▶ _Natural language region descriptions_:
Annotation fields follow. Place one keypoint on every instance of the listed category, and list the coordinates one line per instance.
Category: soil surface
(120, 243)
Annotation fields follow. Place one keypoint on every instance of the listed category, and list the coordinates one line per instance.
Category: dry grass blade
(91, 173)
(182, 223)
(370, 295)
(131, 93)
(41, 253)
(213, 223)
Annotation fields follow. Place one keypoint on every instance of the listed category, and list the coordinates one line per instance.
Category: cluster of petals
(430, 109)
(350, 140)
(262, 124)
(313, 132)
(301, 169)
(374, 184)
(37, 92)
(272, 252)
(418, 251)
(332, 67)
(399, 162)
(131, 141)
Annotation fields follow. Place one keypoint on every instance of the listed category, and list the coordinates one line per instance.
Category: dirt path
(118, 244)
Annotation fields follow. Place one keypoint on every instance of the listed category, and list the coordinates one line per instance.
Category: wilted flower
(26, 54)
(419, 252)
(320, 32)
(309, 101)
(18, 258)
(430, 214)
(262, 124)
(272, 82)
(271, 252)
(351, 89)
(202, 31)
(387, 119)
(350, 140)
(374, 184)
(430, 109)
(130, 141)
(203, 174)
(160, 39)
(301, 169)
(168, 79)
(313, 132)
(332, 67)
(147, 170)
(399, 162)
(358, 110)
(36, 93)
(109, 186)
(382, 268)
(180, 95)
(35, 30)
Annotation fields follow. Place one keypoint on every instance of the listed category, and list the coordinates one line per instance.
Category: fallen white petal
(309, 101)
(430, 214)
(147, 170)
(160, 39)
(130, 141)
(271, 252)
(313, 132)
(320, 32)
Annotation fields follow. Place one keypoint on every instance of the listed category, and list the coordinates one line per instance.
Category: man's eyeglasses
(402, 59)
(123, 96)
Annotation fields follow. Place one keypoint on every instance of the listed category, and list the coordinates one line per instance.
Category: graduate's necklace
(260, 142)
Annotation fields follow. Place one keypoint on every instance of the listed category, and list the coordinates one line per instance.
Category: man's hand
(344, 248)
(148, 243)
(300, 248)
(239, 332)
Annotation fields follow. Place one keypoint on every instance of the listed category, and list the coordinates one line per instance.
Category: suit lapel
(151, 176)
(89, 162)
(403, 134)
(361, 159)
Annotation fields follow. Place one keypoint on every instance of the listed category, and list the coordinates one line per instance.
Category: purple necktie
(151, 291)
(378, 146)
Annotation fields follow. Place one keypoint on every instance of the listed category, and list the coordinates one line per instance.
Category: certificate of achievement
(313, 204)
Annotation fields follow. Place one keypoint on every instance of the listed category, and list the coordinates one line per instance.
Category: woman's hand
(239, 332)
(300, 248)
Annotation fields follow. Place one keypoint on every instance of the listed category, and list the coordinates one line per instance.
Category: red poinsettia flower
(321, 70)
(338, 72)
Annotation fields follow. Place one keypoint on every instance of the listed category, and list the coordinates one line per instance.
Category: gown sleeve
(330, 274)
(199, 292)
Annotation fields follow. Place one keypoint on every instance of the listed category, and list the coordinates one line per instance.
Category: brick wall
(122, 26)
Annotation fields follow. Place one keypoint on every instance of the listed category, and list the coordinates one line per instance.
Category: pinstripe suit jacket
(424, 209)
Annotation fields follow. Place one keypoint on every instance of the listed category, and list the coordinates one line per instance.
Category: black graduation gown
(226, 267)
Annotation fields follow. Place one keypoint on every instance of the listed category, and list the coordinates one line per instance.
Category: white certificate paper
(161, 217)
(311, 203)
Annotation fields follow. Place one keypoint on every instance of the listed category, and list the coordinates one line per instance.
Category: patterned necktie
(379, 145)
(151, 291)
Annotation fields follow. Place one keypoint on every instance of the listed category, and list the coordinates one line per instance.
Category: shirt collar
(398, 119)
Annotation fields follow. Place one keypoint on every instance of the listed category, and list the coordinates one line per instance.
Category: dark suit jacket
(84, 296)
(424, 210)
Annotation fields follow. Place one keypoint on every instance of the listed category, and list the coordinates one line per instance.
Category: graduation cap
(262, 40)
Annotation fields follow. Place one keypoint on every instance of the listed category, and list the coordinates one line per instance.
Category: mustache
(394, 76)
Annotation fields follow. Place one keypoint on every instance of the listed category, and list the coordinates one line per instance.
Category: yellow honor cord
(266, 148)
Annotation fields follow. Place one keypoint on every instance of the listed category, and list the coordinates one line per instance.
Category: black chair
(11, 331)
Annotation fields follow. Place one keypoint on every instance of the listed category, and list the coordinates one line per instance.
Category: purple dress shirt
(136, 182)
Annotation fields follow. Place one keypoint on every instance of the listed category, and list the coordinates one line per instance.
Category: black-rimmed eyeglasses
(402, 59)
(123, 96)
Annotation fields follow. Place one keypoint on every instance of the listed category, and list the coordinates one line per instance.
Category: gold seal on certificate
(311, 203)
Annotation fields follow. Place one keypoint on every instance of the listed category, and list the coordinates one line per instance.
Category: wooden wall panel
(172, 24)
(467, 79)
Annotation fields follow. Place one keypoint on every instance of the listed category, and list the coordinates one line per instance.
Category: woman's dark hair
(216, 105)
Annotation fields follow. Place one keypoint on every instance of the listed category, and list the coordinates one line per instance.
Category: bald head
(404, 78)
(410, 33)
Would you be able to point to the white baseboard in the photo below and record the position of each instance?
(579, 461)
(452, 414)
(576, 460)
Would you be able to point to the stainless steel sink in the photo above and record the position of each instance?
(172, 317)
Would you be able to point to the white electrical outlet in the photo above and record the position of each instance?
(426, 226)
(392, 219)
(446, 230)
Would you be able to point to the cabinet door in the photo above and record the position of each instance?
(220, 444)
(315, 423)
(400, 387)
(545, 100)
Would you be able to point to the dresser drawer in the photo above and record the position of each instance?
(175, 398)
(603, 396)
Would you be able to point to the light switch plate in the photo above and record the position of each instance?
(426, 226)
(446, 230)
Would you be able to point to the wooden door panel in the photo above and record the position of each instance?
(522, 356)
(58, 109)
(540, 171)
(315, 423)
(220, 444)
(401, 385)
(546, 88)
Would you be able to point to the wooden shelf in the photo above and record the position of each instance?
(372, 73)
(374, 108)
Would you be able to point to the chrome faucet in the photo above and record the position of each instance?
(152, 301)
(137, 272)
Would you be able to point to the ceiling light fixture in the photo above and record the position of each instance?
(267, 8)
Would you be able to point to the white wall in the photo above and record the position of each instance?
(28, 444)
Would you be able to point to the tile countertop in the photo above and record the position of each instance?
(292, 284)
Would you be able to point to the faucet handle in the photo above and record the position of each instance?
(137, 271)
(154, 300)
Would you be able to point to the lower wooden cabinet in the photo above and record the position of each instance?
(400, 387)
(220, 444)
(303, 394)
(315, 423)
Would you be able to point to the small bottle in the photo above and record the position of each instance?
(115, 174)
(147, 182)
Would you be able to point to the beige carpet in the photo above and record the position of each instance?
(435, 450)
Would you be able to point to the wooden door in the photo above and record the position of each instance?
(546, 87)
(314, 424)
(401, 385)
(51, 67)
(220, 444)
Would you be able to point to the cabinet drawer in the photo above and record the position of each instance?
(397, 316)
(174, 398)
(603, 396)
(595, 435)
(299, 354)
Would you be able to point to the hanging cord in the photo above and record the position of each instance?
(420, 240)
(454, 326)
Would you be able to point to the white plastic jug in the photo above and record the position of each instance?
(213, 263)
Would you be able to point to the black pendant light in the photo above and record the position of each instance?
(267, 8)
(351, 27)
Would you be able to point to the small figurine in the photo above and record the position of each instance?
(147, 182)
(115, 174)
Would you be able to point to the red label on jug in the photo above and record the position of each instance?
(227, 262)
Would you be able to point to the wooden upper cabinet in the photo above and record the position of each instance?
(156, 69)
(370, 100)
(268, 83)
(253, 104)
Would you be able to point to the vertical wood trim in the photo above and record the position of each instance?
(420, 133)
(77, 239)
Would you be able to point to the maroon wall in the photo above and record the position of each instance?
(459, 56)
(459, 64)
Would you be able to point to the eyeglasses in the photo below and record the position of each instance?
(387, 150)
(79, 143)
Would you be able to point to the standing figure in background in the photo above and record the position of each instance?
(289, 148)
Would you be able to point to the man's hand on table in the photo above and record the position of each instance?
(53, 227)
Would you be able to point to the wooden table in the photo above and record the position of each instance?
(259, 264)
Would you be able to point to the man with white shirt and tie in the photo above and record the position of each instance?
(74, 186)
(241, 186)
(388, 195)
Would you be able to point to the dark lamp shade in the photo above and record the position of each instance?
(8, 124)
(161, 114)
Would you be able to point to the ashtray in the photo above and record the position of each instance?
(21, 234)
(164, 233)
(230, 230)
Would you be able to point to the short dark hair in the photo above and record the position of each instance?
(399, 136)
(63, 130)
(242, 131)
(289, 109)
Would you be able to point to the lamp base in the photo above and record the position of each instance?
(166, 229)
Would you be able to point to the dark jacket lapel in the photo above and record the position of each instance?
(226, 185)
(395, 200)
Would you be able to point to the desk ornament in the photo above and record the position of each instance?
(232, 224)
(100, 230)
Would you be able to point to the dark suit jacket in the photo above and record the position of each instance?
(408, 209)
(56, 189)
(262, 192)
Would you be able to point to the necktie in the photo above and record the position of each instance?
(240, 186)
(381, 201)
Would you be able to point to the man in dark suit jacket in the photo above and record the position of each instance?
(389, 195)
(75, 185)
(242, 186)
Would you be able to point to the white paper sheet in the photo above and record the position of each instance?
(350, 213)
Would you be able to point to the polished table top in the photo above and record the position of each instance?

▶ _Task instructions_:
Restate exactly the lines running from the line with "Would you be able to point to the short" to the end of the entries above, both ends included.

▶ _Completed exercise_:
Would you be able to point to the short dark hair in the photo above and record the position of each instance?
(399, 136)
(63, 130)
(242, 131)
(289, 109)
Would you be able to point to the lamp base in the photo above and record the position of each instance?
(166, 229)
Would you be able to point to the dark jacket lapel in the photo above and record the position of each instance?
(226, 185)
(395, 200)
Would you be able to point to the desk ornament in the photo above and record the position of each instance?
(232, 224)
(100, 230)
Would you be able to point to the dark suit jacket in the photo above and record the position of each instance?
(408, 209)
(56, 189)
(262, 192)
Would you be able to point to the necktie in the photo above and record the position of each instance?
(240, 186)
(381, 201)
Would you be able to point to the man in dark suit jacket in the photo above and record the position of each instance?
(389, 195)
(75, 185)
(242, 186)
Would you be able to point to the white paper sheet in the photo above and record the position of each instance?
(350, 213)
Would you be able to point to the polished table top in the photo above and record the position of each instance?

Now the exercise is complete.